▶ _Exercise input_

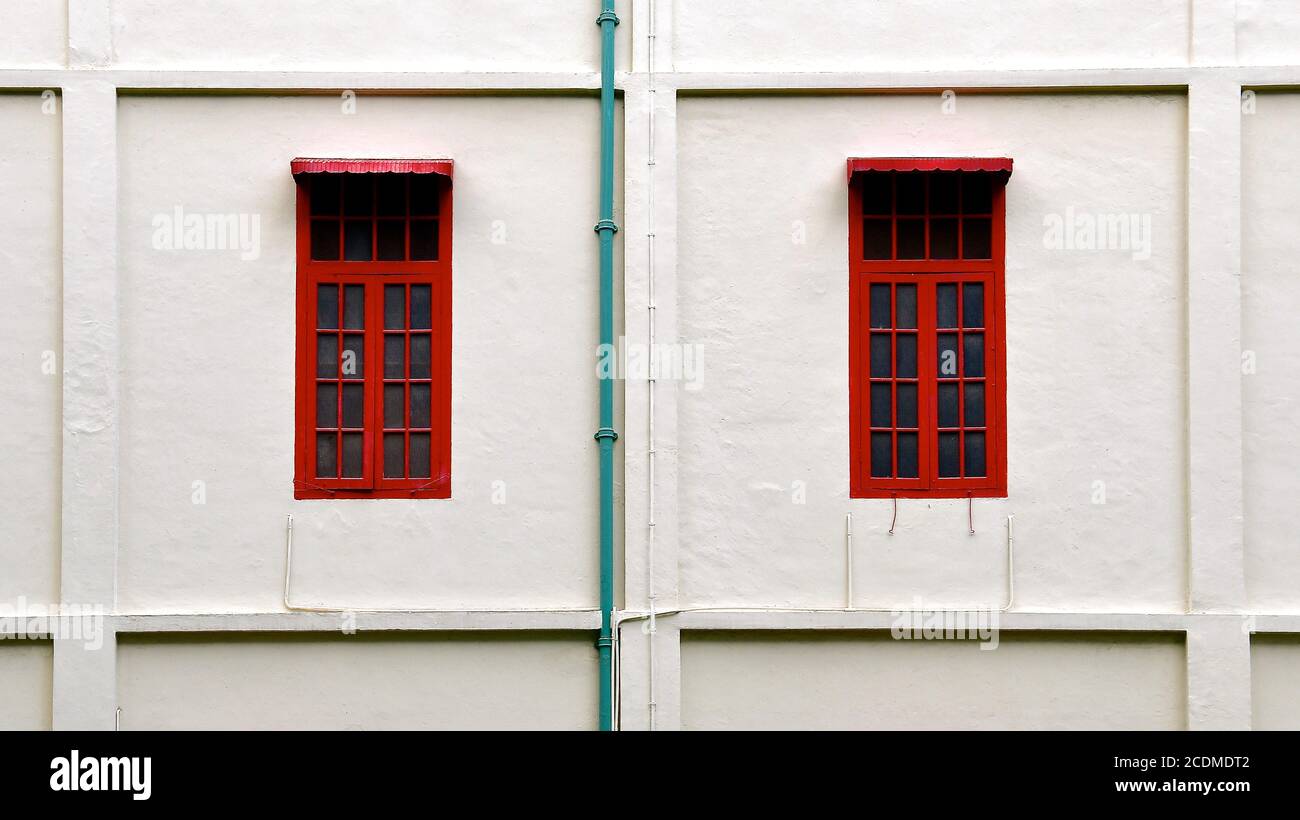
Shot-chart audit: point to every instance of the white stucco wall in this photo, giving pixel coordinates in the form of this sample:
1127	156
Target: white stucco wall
30	316
365	681
870	681
1096	363
26	679
208	363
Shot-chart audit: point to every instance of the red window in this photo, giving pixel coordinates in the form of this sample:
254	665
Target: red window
373	410
927	372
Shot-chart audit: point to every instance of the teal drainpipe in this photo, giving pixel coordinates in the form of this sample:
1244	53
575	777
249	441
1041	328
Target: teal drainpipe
606	435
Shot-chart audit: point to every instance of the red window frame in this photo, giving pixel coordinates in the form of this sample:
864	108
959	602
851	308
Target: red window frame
926	276
373	277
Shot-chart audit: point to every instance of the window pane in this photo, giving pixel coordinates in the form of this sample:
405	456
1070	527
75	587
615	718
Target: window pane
973	306
880	306
326	455
880	404
324	195
880	355
326	355
906	347
948	404
948	355
906	307
394	455
943	238
326	406
356	241
974	404
326	306
394	356
876	241
975	454
974	345
354	356
882	455
354	307
352	460
394	406
906	404
325	239
949	464
391	241
911	238
354	406
421	311
420	355
945	296
419	406
908	460
419	455
424	239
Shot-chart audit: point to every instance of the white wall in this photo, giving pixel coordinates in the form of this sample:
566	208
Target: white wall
1096	363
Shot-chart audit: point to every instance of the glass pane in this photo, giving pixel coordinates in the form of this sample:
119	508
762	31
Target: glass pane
421	311
948	355
394	406
880	404
394	455
356	242
424	194
390	190
973	306
324	195
910	192
419	455
394	355
326	355
882	455
974	404
880	355
354	356
948	404
906	351
880	306
391	241
974	364
419	406
424	239
911	238
906	307
359	195
352	460
943	238
326	455
949	463
876	194
876	241
945	296
325	239
354	307
975	454
354	406
326	306
908	460
943	192
326	406
906	404
420	355
976	238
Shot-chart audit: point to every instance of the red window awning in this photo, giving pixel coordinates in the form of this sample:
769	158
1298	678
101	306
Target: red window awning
303	165
997	165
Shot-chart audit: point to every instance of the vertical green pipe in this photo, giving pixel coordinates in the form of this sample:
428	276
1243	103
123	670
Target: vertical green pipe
606	435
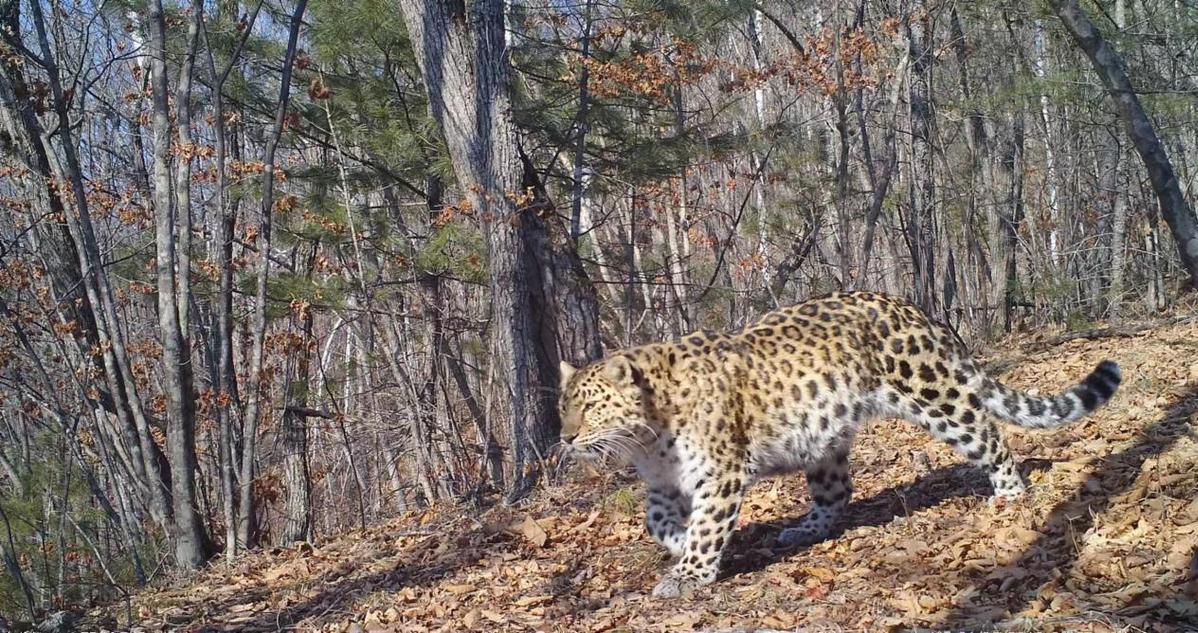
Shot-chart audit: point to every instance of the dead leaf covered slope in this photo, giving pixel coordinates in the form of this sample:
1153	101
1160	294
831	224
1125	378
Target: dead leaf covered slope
1105	541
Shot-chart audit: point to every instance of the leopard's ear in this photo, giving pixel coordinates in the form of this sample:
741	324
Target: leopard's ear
619	371
567	371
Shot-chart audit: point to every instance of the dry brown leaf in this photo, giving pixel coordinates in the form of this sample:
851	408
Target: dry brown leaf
532	531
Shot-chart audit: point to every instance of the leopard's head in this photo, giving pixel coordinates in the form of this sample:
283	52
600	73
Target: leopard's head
603	410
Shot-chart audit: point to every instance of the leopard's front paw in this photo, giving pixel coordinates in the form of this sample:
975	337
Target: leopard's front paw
678	585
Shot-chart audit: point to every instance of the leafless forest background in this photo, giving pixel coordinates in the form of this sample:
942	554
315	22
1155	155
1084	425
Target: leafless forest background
274	270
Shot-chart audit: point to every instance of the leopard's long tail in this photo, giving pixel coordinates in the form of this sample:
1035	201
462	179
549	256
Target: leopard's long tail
1034	411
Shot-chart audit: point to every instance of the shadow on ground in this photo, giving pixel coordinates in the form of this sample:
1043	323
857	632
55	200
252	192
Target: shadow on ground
1075	516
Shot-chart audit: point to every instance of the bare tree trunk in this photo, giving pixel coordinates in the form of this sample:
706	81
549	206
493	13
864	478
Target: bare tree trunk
921	231
1109	67
191	540
225	379
297	477
463	58
258	330
98	289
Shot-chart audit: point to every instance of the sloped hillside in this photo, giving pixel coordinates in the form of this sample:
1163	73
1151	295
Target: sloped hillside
1106	541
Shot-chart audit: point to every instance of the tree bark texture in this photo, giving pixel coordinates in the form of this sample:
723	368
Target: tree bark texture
1109	67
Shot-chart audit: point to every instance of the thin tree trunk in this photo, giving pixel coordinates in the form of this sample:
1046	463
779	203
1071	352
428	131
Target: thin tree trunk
258	329
463	59
189	537
1109	67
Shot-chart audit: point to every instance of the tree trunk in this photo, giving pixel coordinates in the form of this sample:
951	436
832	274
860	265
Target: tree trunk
923	190
258	330
1108	65
188	534
464	60
296	472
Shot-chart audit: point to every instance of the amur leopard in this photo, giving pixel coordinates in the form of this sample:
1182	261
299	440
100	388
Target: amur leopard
705	416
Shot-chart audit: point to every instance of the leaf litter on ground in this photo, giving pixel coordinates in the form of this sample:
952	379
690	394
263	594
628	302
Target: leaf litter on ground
1106	540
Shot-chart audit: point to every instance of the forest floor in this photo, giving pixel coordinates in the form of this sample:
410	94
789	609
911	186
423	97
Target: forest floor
1105	540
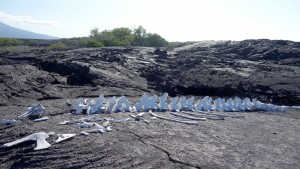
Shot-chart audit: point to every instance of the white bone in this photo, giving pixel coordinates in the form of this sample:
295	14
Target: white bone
65	122
40	139
96	108
110	104
182	104
173	104
188	117
217	105
41	119
79	104
7	122
62	137
176	120
85	125
163	106
199	105
189	103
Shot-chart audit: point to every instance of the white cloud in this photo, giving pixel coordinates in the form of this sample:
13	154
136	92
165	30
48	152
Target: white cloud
25	19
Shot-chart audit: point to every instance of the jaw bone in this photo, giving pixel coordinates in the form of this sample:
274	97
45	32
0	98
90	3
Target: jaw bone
176	120
40	139
97	106
7	122
163	106
62	137
41	119
110	104
173	104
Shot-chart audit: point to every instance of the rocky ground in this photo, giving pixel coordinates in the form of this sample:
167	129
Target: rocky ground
267	70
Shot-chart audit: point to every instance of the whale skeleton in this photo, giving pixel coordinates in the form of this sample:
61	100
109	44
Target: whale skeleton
159	103
40	139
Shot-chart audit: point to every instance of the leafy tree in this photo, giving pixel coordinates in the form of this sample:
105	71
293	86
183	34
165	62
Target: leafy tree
91	43
9	41
57	46
125	37
139	35
94	32
155	40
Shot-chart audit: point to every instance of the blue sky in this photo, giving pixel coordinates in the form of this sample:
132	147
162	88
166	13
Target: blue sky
175	20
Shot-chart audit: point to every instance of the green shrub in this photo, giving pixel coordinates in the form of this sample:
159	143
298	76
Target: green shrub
91	43
57	46
9	42
15	49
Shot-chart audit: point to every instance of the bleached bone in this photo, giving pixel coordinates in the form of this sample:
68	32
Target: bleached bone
188	117
126	105
230	105
248	104
84	133
150	103
240	105
120	120
209	116
217	105
189	103
90	118
205	106
163	106
96	130
85	125
7	122
89	106
264	107
153	104
68	103
209	104
98	126
176	120
35	110
173	104
41	119
40	139
96	108
62	137
256	104
110	104
139	105
119	106
108	128
139	117
182	104
79	108
235	104
224	105
199	105
65	122
281	108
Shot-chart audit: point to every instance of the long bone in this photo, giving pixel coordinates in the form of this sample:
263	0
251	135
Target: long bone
176	120
40	139
188	117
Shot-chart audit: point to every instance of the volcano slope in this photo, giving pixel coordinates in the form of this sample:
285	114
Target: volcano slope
267	70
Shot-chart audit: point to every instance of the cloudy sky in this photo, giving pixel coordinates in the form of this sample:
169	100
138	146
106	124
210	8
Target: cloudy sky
175	20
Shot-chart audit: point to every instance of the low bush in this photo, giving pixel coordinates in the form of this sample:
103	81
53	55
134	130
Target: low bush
57	46
9	42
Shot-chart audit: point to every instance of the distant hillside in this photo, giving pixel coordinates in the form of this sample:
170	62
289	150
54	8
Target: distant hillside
12	32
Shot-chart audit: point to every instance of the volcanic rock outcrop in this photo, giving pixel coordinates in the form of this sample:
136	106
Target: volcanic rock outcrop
265	69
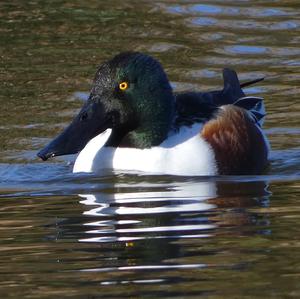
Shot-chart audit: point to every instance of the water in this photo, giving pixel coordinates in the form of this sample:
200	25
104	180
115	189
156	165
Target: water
119	236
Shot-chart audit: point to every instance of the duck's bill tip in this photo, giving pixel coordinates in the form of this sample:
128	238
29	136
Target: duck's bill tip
45	156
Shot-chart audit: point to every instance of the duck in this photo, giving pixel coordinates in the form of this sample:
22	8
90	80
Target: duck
134	122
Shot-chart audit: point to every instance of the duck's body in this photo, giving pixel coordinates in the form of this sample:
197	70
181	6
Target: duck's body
144	127
177	155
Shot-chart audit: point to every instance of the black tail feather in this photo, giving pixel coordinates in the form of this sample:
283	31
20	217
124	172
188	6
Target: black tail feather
251	82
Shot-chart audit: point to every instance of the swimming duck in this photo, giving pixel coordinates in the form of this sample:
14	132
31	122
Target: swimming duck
133	121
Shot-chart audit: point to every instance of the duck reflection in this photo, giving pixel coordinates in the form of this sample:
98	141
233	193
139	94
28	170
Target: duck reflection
179	210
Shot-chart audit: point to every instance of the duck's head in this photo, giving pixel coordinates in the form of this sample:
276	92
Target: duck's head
131	94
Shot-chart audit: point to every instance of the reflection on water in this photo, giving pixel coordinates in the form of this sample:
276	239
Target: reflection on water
186	211
118	236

▶ _Aim of the task_
Begin with the line containing "Shot-chart audit: point to every instance of the duck's bill" and repeat each line exactly until the records above end.

▶ _Output for this exercise_
Shot-chart audit: point to every instance of the duck's bill tip in this photo, giving pixel coordinates in the form of this sample:
128	238
29	136
Target: duck's bill tip
45	156
Shot-chart audit: point to every instance of the duck in this photo, giving pixel coordinates in the form of this sample:
22	8
90	80
Target: duck
134	122
Shot-chart audit: point to every instance of the duck's body in this photo, giving pixel coordinates in the form of this sample:
197	70
181	6
Target: duck's body
144	127
177	155
Shot-chart audit: point to every instance of the black tail feather in this photo, giving pixel coordinates in the form of this sample:
283	31
20	217
124	172
188	6
Target: black tail feather
251	82
Shot-chart audit: point to every instance of the swimming duck in this photo, giving pixel coordinates in the form of this sample:
14	132
31	122
Target: swimming duck
133	121
Shot-chart audit: point to every instance of the duck reflection in this photo, giving pixel coordinates in the form of this sample:
98	141
233	193
139	94
28	170
Target: duck reflection
179	210
Shot-chart audit: point to every instance of the duck's head in this photo, giving pixel coordinates in the form of this sample:
276	92
Target: duck's head
131	94
Shot-chart audit: point to every instance of the reflection on water in this photo, giving pixel coordinates in the form of this sample:
276	239
Target: reflection on water
186	211
118	236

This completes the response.